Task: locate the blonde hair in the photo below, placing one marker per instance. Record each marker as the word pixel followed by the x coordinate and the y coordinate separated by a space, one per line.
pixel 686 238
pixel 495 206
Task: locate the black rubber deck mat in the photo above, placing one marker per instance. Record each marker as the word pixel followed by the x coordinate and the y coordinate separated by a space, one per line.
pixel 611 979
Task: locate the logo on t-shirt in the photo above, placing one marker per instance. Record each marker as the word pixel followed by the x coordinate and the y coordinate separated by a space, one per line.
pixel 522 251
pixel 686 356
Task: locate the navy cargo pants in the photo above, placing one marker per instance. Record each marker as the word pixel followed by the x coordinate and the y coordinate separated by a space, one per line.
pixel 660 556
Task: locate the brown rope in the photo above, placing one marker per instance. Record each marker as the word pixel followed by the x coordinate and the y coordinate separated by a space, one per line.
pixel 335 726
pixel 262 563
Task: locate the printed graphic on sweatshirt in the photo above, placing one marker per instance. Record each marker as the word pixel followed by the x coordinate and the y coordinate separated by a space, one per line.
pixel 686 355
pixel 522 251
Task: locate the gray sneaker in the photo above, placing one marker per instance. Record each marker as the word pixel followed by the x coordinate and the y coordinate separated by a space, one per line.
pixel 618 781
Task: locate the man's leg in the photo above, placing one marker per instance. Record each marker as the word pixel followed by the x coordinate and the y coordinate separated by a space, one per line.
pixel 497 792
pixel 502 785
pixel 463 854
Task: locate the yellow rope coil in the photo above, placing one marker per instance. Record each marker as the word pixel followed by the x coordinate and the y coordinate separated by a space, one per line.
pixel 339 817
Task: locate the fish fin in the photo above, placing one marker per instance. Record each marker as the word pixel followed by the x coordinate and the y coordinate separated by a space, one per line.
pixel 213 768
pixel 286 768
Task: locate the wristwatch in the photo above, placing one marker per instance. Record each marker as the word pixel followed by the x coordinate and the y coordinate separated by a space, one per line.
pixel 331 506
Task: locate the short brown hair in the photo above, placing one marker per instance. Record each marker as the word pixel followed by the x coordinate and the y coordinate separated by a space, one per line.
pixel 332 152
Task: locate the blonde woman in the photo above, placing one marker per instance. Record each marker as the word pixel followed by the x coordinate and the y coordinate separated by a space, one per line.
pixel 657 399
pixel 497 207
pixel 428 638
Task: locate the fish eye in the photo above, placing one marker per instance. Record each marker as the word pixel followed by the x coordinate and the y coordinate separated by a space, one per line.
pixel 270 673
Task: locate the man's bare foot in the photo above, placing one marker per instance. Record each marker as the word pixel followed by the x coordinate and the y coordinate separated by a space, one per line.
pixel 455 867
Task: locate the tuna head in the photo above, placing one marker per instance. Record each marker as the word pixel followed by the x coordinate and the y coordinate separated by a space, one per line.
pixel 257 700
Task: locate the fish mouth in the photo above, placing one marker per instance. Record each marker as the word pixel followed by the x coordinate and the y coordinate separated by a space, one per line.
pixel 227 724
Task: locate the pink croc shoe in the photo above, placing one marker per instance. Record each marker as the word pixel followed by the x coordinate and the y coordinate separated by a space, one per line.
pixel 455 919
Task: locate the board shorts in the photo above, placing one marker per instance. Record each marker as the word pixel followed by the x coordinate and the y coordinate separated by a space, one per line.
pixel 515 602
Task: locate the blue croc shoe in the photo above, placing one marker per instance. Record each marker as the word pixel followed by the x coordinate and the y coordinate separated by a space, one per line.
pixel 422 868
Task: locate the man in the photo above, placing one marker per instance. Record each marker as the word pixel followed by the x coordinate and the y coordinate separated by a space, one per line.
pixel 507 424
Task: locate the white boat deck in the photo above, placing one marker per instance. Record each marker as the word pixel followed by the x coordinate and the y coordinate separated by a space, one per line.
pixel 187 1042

==*==

Reproduce the records above in full and with exact wording.

Task: locate the blonde hair in the photo below, placing one marker per instance. Record each marker as the word pixel followed by the x coordinate and the y coordinate separated by a space, one per line.
pixel 686 238
pixel 495 206
Task: locate the black rubber deck mat in the photo above, placing one marker per instance. Record each marker as the word pixel followed by the x coordinate and the y coordinate separated by a space, one per line.
pixel 611 979
Task: locate the logo on t-shirt in the photo above, placing one marker per instance. Record each marker as the word pixel followed by the x coordinate and the y coordinate separated by a space, one per line.
pixel 522 251
pixel 686 356
Task: locate the navy cargo pants in the photo above, placing one marker per instance. Record each marker as the word pixel followed by the x coordinate and the y coordinate separated by a space, one per line.
pixel 660 556
Task: locate the brown rope in the photo above, placing one marker per instance. Record each marker as the word pixel followed by the x coordinate and the y coordinate separated by a space, one per line.
pixel 335 726
pixel 262 563
Task: locate the printed graphic on sweatshirt in the photo above, placing one marker per instance. Record each marker as the word pixel followed by the x coordinate and the y coordinate separated by a space, one per line.
pixel 686 355
pixel 522 251
Task: locate the gray sneaker in the photo above, placing one marker per instance. Record each marker as the word pixel followed by the x coordinate and the y coordinate separated by a space, one per line.
pixel 618 781
Task: locate the man's leg in the photo above, placing one marker per instance. Record each marker as the word pixel followed by the x coordinate and the y coordinate separated by a space, one per line.
pixel 497 792
pixel 502 785
pixel 463 854
Task: locate the yellow rope coil in the photo above, placing one marker per instance. Record each marker as the word pixel followed by the x coordinate and the y coordinate separated by a space, one per line.
pixel 339 817
Task: locate the fish fin in the photo above, placing one marker per instance. Record each marker as the word pixel followed by the x coordinate and the y coordinate separated by a space, one per line.
pixel 213 768
pixel 286 768
Task: locate the wristwatch in the photo above, placing one marker per instance. Record each marker as the word pixel followed by the x coordinate and the y coordinate separated by a space, one per line.
pixel 331 506
Task: locate the short brown hair in the photo above, placing one marker per instance. Record each marker as the word pixel followed by the x coordinate and the y coordinate separated by a space, one per line.
pixel 332 152
Task: locate the blonde woman in the photo above, placing one marker per instance. Record each marker as the word pixel followed by the x coordinate and the y coordinate separated by a space, one per line.
pixel 657 399
pixel 497 207
pixel 428 638
Task: locate the fish eye in the photo above, placing one marker per instance. Record each marker as the word pixel followed by the x coordinate and the y coordinate separated by a space, one per line.
pixel 270 673
Task: locate the man's bare foot in the photo above, placing one marker per instance. Record each marker as the word pixel followed by the x coordinate and the y coordinate separated by a space, one per line.
pixel 455 867
Task: locate the tuna head in the photo above, placing one marker per instance. Record each marker as the word pixel followed by the x coordinate and the y coordinate separated by a space, one per line.
pixel 257 700
Task: locate the fish mouth in the photo above, placing one marker per instance. Record each marker as the word pixel followed by the x coordinate and the y coordinate separated by a space, one per line.
pixel 227 724
Task: locate the pink croc shoe in the photo above, placing one marker per instance. Record each marker as the word pixel followed by the x coordinate and the y coordinate separated by a space, one per line.
pixel 455 919
Task: locate the board shorts in the photo above, placing one marker per instance. Record each marker as the word pixel followed by the x coordinate and the y coordinate separated by a space, one per line.
pixel 515 602
Task: locate the blue croc shoe in the photo above, placing one marker per instance. Record each marker as the word pixel followed by the x coordinate and the y coordinate separated by a space, one per line.
pixel 422 868
Task: locate the man in the photo above, placing one marker per instance. Record each marker as the word pixel followed by the x coordinate and the y coordinate separated by a space, one per line.
pixel 507 424
Task: locate the white boat deck in the photo above, placing one marker per instance. Record each marker as the word pixel followed by the x coordinate and the y coordinate separated by a space, one per line.
pixel 187 1042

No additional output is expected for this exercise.